═══ WORKING DATA ═══

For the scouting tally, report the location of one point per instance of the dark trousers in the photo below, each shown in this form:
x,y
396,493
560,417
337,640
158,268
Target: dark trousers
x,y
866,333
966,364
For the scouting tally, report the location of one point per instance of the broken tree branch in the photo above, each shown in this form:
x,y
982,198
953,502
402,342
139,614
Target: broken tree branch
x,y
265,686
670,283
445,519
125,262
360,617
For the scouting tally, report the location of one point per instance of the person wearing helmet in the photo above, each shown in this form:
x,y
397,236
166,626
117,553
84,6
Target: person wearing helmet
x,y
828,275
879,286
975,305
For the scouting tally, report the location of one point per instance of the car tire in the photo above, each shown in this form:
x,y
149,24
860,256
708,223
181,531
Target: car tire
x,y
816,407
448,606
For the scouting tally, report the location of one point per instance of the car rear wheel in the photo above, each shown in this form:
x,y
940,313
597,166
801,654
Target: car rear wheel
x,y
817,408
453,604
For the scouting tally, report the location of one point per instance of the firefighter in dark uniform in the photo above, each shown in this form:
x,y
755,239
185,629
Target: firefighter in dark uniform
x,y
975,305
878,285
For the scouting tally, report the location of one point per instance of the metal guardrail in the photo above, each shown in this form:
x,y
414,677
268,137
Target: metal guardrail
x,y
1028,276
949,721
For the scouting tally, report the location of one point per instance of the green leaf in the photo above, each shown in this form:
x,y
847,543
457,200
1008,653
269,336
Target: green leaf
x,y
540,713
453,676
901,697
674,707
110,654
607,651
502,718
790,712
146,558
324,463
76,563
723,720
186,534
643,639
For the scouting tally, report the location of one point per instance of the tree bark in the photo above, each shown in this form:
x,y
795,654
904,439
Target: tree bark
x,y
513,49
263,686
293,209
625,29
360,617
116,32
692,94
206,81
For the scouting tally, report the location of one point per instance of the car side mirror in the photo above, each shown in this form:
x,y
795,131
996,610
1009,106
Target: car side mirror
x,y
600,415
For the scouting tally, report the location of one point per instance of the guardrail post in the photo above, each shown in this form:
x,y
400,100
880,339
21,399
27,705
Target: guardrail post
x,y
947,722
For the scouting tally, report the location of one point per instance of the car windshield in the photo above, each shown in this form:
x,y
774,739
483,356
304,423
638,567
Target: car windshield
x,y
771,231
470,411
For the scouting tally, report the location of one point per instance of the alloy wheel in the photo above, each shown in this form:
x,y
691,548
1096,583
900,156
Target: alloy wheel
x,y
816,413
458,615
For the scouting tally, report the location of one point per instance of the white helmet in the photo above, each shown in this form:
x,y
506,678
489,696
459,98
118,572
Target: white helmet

═══

> EXERCISE REQUIREMENTS
The task requires an exact transcription of all the data.

> TASK SOLUTION
For the scouting tally, report the location of one point per instance of the dark trousers in the photo below, each shown in this form:
x,y
396,493
560,417
337,640
158,268
Target: dark trousers
x,y
866,333
966,364
For the scouting tally, report the location of one point per instance of the broken tree branch in the photo above, each shown in this form:
x,y
982,198
953,502
402,342
139,614
Target: broken tree branch
x,y
265,686
670,283
445,519
125,262
360,617
For the scouting tally, report the location of one point per instance of the person wearing helmet in the photo above, each shown in this form:
x,y
397,236
166,626
117,553
84,6
Target: person wearing helmet
x,y
828,275
879,286
975,305
For the scouting tally, report the location of one point per instance of the car tire in the photo above, each shown in this form:
x,y
149,24
860,256
708,223
181,531
Target: car tire
x,y
816,407
448,606
For the scouting tally, report the location of one point per instance of the car rear wheel in the photo above, each shown in this form:
x,y
940,313
597,166
801,654
Target: car rear wheel
x,y
817,408
453,604
For the scouting tally, report the location of one point per instance of the firefighter in dark uniform in the photo above, each shown in this form:
x,y
755,239
185,629
Target: firefighter in dark uniform
x,y
975,305
878,285
For the scouting tally, report the location of one point per instance of the metal guardrail in the photo above, each shown in this form:
x,y
414,677
268,137
Target: metal guardrail
x,y
1028,276
949,721
For the scouting tally, report the location of one point per instance of the green leaf in the photo above, each shown in this form:
x,y
847,543
457,200
1008,653
269,336
Target: green leaf
x,y
540,713
453,676
901,697
674,707
110,654
607,651
502,718
790,712
146,558
324,463
76,563
723,720
186,534
643,639
For the scouting tally, report the location of one point per instance of the tree bark in the photo above, each shown in this form:
x,y
795,654
904,439
Target: tree bark
x,y
513,49
263,686
293,209
625,29
360,617
116,32
692,94
206,81
For the scouting tally, report the location of one point per instance of the car side mirror in the photo above, each shown in this form:
x,y
795,131
996,610
1009,106
Target: car side mirror
x,y
600,415
For the scouting tally, report the location of one point per instance of the guardrail post in the photo above, each shown in this form:
x,y
400,100
880,339
21,399
27,705
Target: guardrail post
x,y
947,722
For the scouting tally, report the location of one point per instance of the car windshield in the photo above, each shown in this form:
x,y
774,739
483,356
304,423
638,567
Target: car windshield
x,y
771,231
470,411
For the scouting tally, report the location of one point per instance of the alloy wheel in the photo above, each shown in this form:
x,y
691,548
1096,583
900,156
Target: alloy wheel
x,y
816,413
458,615
For the scouting tally, report the location of one point per instance of the white helmet in the photo above, each shown in this form:
x,y
506,678
489,696
459,98
118,572
Target: white helmet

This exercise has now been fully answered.